#### REQUIREMENTS:
Output the listing below as a two-column CSV with the headers "prompt" and "answer". Put each task's text and its answer in one row as two quoted fields, turn line breaks into spaces, and omit the pictures.

#### WORKING DATA:
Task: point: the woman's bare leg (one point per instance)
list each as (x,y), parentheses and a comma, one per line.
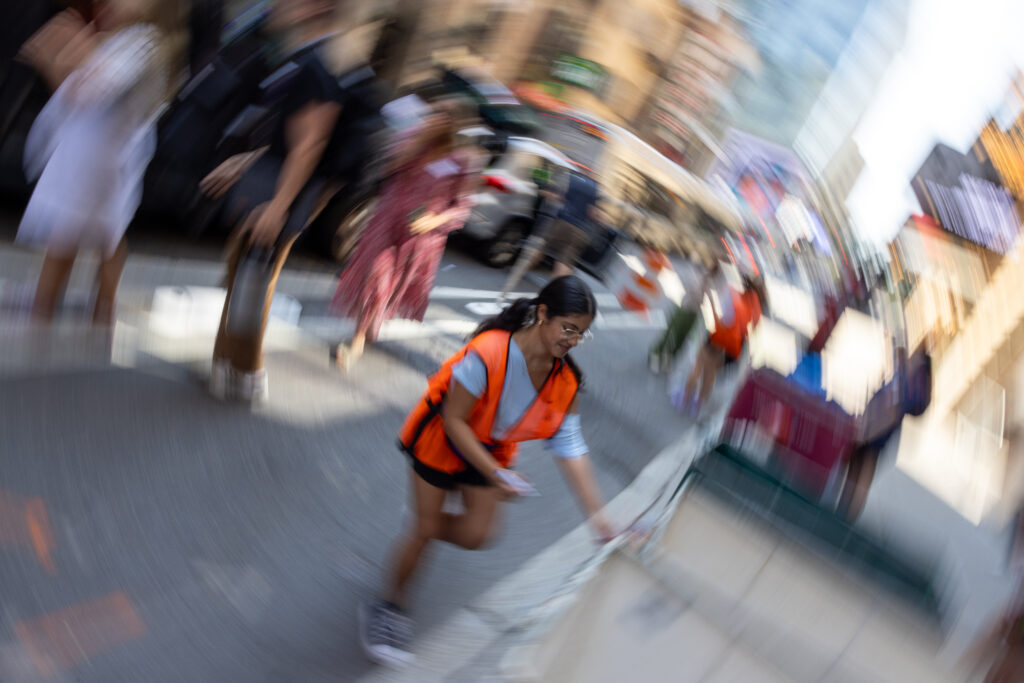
(474,527)
(108,279)
(427,525)
(52,279)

#### TASK SOLUTION:
prompt,answer
"Task: point: the woman's bare leg (one point per instance) list each as (x,y), parentheses and a comma, one per line.","(474,527) (108,279) (427,525) (52,279)"